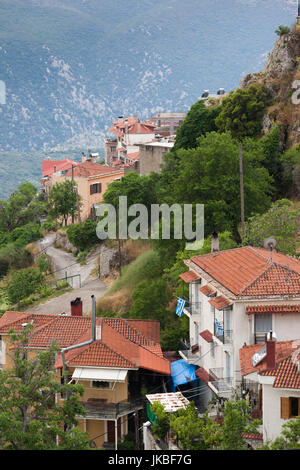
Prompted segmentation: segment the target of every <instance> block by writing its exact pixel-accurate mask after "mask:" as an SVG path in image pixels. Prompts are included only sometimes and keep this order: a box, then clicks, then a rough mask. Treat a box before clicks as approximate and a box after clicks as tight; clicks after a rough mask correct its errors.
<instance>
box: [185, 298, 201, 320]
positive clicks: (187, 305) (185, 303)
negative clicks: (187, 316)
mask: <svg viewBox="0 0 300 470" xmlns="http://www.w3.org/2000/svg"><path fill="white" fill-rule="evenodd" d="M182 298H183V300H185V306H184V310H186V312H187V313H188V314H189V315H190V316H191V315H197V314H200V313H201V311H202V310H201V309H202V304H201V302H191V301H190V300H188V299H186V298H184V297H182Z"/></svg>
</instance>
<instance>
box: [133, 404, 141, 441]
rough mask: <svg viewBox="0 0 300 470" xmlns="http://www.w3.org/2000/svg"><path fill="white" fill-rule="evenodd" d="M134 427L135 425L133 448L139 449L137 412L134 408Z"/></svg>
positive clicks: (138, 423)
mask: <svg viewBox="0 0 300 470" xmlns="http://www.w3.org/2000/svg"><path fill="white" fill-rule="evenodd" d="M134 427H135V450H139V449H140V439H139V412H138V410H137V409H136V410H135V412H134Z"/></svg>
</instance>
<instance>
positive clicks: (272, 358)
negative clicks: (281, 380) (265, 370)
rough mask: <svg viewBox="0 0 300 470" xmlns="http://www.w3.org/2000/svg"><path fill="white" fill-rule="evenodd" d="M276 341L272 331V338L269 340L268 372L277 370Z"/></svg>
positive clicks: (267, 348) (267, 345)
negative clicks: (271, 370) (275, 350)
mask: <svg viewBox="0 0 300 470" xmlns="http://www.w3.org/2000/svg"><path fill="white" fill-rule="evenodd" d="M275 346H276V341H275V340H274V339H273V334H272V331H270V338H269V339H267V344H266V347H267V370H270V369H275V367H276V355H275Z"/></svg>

● ● ● ●

- **Assigned task**
Return the entries above in full and unchanged, omitting every image.

- **Solution for this exercise**
Prompted segmentation: segment the target of every <instance> block by writing its exact pixel-accurate mask after "mask:" as an SVG path in image pixels. Prompts are included only sometimes and keep this order: a box, then clicks, then a rough mask. Treat a box before clicks as approximate and a box after clicks as tight; clicks after a rough mask correct its errors.
<instance>
box: [185, 298, 201, 320]
positive clicks: (187, 305) (185, 303)
negative clicks: (187, 316)
mask: <svg viewBox="0 0 300 470" xmlns="http://www.w3.org/2000/svg"><path fill="white" fill-rule="evenodd" d="M182 298H183V300H185V306H184V310H186V312H187V313H188V314H189V315H190V316H191V315H197V314H200V313H201V311H202V310H201V309H202V304H201V302H191V301H190V300H188V299H186V298H184V297H182Z"/></svg>
</instance>
<instance>
box: [133, 404, 141, 441]
rough mask: <svg viewBox="0 0 300 470" xmlns="http://www.w3.org/2000/svg"><path fill="white" fill-rule="evenodd" d="M134 427L135 425L133 448L139 449L137 412L134 408Z"/></svg>
positive clicks: (138, 423)
mask: <svg viewBox="0 0 300 470" xmlns="http://www.w3.org/2000/svg"><path fill="white" fill-rule="evenodd" d="M134 427H135V450H139V449H140V439H139V412H138V410H137V409H136V410H135V412H134Z"/></svg>
</instance>
<instance>
positive clicks: (272, 358)
negative clicks: (281, 380) (265, 370)
rough mask: <svg viewBox="0 0 300 470" xmlns="http://www.w3.org/2000/svg"><path fill="white" fill-rule="evenodd" d="M276 341L272 331V338L269 340L268 372L277 370Z"/></svg>
positive clicks: (267, 348) (267, 345)
negative clicks: (271, 370) (275, 350)
mask: <svg viewBox="0 0 300 470" xmlns="http://www.w3.org/2000/svg"><path fill="white" fill-rule="evenodd" d="M275 346H276V341H275V340H274V339H273V334H272V331H270V338H269V339H267V344H266V347H267V370H270V369H275V367H276V355H275Z"/></svg>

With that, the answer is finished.